_ВАШИ ЗАДАНИЯ_:
A) Ответьте на вопросы по отрывку о выборе наследника Яна-Казимира:
(i) В каком году Сигизмунд Август получил заблаговременное назначение?
(ii) С чем сравнивает положение короля Иерлич, автор современных мемуаров?
(iii) Кто указывался в той бумаге, которую предполагалось держать в тайне?
B) Перепечатайте часть отрывка о выборе наследника Яна-Казимира. Начните с места, где стоят слова «Еще при жизни», и остановитесь после слов «в свою пользу.».

_ПРЕДОСТАВЛЕННЫЙ ОТРЫВОК_:
****************************************

Первые успехи и первые неудачи. – Денежная поддержка. – Людовик XIV «не допускает опровержений». – Принцесса, принесенная в жертву. – Поражение Австрии. – Новое бедствие. – Измена Любомирского. – Политическое хамелеонство. – Анархисты вверху и внизу. – Обзор политического строя в Польше. – Сейм. – Liberum Vetо. – Представитель всеобщей подачи голосов. – Переговоры с ним. – Бюллетень победы.



 Еще при жизни короля Яна-Казимира, необходимо было назначить наследника путем немедленного призыва к выборам, причем не могло быть и речи о лишении голоса дворянства. В прецедентах не было недостатка. В 1548 году, Сигизмунд Август, последний из Ягеллонов, получил таким образом заблаговременное назначение. Правда, он наследовал своему отцу. Согласится ли долженствовавший собраться в 1661 году сейм вновь обойти закон, в виду различия положения? Мария де Гонзага не пренебрегла ничем, лишь бы добиться голосов в свою пользу.

 Что касается самого короля, то он долгое время держался в стороне от этого дела, в котором только и говорили о его смерти. В сущности, со времени войны со Швецией, королева до некоторой степени заставила признать за собой главный авторитет. В дни испытания она заявила себя истинным кормчим погибающего судна. Она держала руль, и король допустил это по естественной слабости характера и своему скептицизму. "Королева вела короля, точно маленький эфиоп своего слона", утверждал в энергических выражениях историк Рудавский. – "Как медведя на цепи", – говорит Иерлич, автор современных мемуаров.

 В начале декабря 1660 года, в руках королевы оказались две бумаги, за подписью примаса, всех министров, трех генералов – из четырех – и многих сенаторов. Одна из бумаг, предназначенная для обнародования, заключала в себе предложение выбрать наследника, который женился бы на племяннице её высочества; другую предполагалось до поры до времени держать в тайне, и в ней указывалось на герцога Ангиенского. До кануна открытия сейма этот последний документ решено было сообщить лишь небольшому числу "сообщников". И уже одна эта предосторожность достаточно свидетельствует о трудности предприятия. Не удалось заручиться литовским гетманом Сапегой; намерения шляхты были сомнительны; а тут как раз, после нескольких месяцев отсутствия, возвращался Лизоль. Предполагали, что он не вернется с пустыми руками.

****************************************

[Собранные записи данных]

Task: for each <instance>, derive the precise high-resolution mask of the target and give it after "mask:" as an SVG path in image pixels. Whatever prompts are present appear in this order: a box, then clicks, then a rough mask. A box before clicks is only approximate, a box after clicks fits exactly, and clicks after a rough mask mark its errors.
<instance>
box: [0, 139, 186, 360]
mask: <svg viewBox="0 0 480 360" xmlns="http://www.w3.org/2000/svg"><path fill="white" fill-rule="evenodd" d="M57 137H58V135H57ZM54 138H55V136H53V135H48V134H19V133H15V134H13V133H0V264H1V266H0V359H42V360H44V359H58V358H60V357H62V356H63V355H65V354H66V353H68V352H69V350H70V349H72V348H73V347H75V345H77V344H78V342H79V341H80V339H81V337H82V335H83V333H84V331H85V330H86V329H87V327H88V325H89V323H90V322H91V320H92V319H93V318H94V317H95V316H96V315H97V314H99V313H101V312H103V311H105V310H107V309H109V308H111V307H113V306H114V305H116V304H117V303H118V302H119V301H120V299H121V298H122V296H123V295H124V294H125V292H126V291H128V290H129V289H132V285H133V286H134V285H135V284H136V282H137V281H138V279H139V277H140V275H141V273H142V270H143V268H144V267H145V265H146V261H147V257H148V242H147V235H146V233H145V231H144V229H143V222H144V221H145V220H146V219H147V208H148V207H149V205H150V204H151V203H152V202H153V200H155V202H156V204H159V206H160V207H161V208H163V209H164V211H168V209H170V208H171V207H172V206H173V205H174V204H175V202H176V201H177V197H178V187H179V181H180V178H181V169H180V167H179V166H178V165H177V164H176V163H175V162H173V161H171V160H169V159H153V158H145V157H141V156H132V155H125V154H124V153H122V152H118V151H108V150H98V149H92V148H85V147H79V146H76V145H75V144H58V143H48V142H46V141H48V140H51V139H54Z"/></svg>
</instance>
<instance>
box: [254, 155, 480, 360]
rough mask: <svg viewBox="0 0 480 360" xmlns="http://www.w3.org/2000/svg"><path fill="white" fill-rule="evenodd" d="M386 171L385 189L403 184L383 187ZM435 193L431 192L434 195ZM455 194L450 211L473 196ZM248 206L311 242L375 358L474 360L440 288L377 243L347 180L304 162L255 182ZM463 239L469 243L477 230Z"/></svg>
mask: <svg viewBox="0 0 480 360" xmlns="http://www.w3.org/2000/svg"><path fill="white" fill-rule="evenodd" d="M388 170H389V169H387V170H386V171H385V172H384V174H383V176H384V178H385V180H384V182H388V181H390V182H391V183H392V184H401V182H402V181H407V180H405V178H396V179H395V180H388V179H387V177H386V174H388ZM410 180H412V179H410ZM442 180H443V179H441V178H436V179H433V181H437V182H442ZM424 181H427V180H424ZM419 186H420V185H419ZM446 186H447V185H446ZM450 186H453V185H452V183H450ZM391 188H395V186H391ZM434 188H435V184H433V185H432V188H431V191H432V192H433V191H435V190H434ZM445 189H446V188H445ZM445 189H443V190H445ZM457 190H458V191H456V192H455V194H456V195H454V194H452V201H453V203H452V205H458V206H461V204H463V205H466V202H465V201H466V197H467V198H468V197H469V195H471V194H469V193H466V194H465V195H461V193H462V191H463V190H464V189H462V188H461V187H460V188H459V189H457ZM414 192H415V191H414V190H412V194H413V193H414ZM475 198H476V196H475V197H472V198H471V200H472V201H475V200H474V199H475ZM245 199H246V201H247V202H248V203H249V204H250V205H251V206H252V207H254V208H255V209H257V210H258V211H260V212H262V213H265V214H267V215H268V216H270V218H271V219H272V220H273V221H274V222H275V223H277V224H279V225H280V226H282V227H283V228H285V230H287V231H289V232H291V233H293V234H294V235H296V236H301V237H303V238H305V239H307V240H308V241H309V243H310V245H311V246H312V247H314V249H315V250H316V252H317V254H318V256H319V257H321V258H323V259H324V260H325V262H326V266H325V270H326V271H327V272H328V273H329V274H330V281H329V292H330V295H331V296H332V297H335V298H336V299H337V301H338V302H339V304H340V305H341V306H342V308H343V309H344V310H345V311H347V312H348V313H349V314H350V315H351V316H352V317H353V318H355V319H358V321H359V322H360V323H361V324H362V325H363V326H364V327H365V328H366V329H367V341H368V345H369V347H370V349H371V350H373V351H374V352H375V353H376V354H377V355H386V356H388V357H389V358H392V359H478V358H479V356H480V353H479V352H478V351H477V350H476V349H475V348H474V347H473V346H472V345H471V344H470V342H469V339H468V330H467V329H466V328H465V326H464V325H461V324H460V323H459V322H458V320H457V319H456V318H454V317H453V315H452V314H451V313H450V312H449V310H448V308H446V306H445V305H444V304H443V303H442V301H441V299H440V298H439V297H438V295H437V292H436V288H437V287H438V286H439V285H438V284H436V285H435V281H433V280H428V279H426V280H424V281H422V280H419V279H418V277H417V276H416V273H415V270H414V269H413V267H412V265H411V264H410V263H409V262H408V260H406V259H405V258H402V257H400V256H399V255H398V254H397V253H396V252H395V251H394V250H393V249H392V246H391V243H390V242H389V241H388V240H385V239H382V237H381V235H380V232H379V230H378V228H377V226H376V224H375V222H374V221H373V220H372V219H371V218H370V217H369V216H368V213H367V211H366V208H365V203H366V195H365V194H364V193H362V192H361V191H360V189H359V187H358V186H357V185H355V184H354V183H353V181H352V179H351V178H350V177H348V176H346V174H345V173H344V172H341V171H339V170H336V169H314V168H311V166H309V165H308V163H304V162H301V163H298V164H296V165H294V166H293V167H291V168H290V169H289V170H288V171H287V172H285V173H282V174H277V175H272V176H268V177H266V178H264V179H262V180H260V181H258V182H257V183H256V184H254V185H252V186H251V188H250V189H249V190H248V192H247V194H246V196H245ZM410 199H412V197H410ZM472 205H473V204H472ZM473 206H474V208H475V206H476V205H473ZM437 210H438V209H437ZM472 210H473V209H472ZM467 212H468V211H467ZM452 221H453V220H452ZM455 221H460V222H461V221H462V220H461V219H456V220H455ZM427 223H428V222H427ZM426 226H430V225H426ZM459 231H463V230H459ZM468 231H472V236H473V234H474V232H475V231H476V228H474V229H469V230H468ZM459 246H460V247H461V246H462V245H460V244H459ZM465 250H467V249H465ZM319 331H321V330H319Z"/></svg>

****************************************

_ВЫПОЛНЕННОЕ УПРАЖНЕНИЕ_:
A)
(i) В 1548 году.
(ii) «Как медведя на цепи».
(iii) Герцог Ангиенский.

B)
Еще при жизни короля Яна-Казимира, необходимо было назначить наследника путем немедленного призыва к выборам, причем не могло быть и речи о лишении голоса дворянства. В прецедентах не было недостатка. В 1548 году, Сигизмунд Август, последний из Ягеллонов, получил таким образом заблаговременное назначение. Правда, он наследовал своему отцу. Согласится ли долженствовавший собраться в 1661 году сейм вновь обойти закон, в виду различия положения? Мария де Гонзага не пренебрегла ничем, лишь бы добиться голосов в свою пользу.